- **What to work on**
a) In the piece on fentanyl in Warren County, how many fentanyl trafficking cases did the task force have in 2022?
b) Return the passage of the piece on fentanyl in Warren County from "Bumgarner told WBKO" to "address the issue.", copied word for word.

As fentanyl use increases, WBKO spoke with the Warren County Drug Task Force to see how severe the problem is.

“In 2021, our detectives actually investigated or made purchases of trafficking and fentanyl, a total of eight cases,” said task force Director Tommy Loving. “In ‘22, we were up to 35 cases. In the first two months of this year, we’re already at 12.”

Loving says that the task force is doing everything in their power to mitigate fentanyl in the county, but cannot disclose the force’s efforts to avoid tipping off potential drug dealers.

“If you’re selling drugs in Warren County, we’re going to do everything we can to arrest you for drug trafficking,” Loving said. “If you sell drugs and cause death from those drugs, we’re going to redouble those efforts and do our best to arrest you and put you in jail for causing that overdose death along with the drug trafficking.”

Commonwealth Attorney for the 8th judicial circuit, Kori Beck Bumgarner, echoed Loving’s sentiments.

Bumgarner told WBKO officials have been meeting with community members, law enforcement, and even school superintendents to figure out the best way to address the issue.

- **Listed entries**
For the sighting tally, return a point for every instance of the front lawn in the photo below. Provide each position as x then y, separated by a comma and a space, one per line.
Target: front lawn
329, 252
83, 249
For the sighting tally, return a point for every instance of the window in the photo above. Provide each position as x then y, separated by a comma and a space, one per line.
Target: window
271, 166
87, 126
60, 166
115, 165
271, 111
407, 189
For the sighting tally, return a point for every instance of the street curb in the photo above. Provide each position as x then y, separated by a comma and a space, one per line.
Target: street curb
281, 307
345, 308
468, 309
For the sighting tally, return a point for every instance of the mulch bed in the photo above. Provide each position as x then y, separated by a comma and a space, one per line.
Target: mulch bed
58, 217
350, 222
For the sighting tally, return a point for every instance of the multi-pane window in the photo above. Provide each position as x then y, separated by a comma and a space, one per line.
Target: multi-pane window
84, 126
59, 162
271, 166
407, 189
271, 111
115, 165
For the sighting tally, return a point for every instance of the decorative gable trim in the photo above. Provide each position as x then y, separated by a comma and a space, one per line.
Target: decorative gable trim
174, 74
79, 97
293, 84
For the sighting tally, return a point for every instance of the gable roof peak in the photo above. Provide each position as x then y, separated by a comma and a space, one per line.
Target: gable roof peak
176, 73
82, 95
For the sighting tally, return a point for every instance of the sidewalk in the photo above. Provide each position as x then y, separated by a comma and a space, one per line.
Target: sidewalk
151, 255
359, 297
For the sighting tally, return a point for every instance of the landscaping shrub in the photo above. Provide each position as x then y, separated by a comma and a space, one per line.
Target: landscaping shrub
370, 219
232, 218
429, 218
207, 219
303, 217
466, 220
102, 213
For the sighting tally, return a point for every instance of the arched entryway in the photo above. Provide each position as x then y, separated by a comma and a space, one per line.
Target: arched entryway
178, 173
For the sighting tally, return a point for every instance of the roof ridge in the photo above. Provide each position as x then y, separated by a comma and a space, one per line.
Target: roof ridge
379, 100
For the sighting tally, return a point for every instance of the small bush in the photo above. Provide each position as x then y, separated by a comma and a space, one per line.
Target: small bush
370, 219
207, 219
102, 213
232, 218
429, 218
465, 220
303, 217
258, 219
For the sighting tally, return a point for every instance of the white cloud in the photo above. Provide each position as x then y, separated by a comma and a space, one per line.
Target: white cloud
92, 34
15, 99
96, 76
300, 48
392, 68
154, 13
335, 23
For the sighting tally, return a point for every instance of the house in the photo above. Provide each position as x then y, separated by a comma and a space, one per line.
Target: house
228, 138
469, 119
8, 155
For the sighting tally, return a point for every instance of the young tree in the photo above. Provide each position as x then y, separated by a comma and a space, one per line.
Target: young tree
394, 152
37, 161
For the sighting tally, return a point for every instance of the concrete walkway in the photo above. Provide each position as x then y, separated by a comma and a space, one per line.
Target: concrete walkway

- **Responses to the exercise**
a) 35 cases

b)
Bumgarner told WBKO officials have been meeting with community members, law enforcement, and even school superintendents to figure out the best way to address the issue.